PAGE EXTRACT>
——

On Tue, Feb 11, 2014 at 12:28:43AM +0000, Kerin Millar wrote
> On 10/02/2014 23:57, Walter Dnes wrote:
> >
> >    What's the point, if you still have to run as root (or su or sudo) for
> > the emerge update process?
> 
> It's the principle of least privilege. Is there any specific reason for 
> portage to fork and exec rsync as root? Is rsync sandboxed? Should rsync 
> have unfettered read/write access to all mounted filesystems? Can it be 
> guaranteed that rsync hasn't been compromised? Can it be guaranteed that 
> PORTAGE_RSYNC_OPTS will contain safe options at all times?
> 
> The answer to all of these questions is "no". Basically, the combination 
> of usersync and non-root ownership of PORTDIR hardens the process in a 
> sensible way while conferring no disadvantage.

——

INPUT MATERIAL>
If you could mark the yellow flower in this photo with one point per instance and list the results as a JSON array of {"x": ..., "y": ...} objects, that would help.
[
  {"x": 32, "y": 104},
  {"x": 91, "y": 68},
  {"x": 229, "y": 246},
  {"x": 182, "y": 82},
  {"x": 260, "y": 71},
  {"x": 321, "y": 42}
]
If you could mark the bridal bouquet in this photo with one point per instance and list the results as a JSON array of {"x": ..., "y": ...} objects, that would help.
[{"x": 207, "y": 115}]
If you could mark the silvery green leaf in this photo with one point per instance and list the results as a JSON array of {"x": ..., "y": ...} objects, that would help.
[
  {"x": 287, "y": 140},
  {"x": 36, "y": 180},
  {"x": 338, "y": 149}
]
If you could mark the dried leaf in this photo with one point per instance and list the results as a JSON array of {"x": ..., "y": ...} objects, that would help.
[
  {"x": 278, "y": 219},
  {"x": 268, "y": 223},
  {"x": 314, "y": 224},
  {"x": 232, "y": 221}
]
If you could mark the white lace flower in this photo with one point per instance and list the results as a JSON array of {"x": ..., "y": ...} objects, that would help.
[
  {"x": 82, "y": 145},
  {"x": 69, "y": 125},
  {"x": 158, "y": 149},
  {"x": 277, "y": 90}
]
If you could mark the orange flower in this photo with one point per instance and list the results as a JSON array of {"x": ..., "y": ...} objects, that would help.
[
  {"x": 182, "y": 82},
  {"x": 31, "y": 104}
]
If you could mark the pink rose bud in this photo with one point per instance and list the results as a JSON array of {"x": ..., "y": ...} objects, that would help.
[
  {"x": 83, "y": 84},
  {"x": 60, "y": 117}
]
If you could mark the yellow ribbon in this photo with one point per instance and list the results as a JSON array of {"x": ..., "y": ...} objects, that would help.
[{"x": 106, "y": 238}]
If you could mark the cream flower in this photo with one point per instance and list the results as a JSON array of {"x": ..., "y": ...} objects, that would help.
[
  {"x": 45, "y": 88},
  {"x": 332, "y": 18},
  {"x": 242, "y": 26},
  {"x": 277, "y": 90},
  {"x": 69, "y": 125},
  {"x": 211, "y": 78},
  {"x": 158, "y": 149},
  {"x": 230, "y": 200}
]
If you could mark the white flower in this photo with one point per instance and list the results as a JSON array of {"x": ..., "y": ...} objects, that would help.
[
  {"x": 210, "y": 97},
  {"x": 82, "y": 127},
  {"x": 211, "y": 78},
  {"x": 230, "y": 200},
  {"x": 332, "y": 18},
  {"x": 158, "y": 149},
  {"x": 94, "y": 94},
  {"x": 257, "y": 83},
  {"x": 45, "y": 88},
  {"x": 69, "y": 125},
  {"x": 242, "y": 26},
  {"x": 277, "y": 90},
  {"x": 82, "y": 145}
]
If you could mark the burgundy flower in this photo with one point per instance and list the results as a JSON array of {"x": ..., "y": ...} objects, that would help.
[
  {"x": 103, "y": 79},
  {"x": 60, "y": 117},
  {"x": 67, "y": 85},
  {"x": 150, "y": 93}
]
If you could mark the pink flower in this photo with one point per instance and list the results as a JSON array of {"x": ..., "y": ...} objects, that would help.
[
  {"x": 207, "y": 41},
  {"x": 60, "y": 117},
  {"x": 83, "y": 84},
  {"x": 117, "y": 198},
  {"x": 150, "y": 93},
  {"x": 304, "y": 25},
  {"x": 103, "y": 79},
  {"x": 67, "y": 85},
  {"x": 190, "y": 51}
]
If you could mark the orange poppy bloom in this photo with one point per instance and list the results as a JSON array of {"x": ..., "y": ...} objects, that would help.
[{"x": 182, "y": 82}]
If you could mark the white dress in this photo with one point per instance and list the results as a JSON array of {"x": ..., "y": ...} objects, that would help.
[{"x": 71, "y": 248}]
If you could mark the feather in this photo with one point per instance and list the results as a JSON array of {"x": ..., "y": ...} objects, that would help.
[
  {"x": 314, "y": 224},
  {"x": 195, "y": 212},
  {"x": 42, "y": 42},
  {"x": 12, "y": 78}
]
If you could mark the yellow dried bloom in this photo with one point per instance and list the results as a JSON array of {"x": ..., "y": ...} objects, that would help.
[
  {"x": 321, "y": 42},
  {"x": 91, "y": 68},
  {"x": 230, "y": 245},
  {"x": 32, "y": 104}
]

——

TASKS TO PERFORM>
1. Count the lines in the listing that contain the string "bloom", matching case exactly, and give only the number.
2. Pick up the email about running portage's rsync as root after its last line and continue it.

ANSWERS TO THE TASKS>
1. 2

2.
  If /usr/portage is owned by portage:portage, then wouldn't a user
(member of portage) be able to do mischief by tweaking ebuilds?  E.g.
modify an ebuild to point to a tarball located on a usb stick, at
http://127.0.0.1/media/sdc1/my_tarball.tgz.  This would allow a local
user to supply code that gets built and then installed in /usr/bin, or
/sbin, etc.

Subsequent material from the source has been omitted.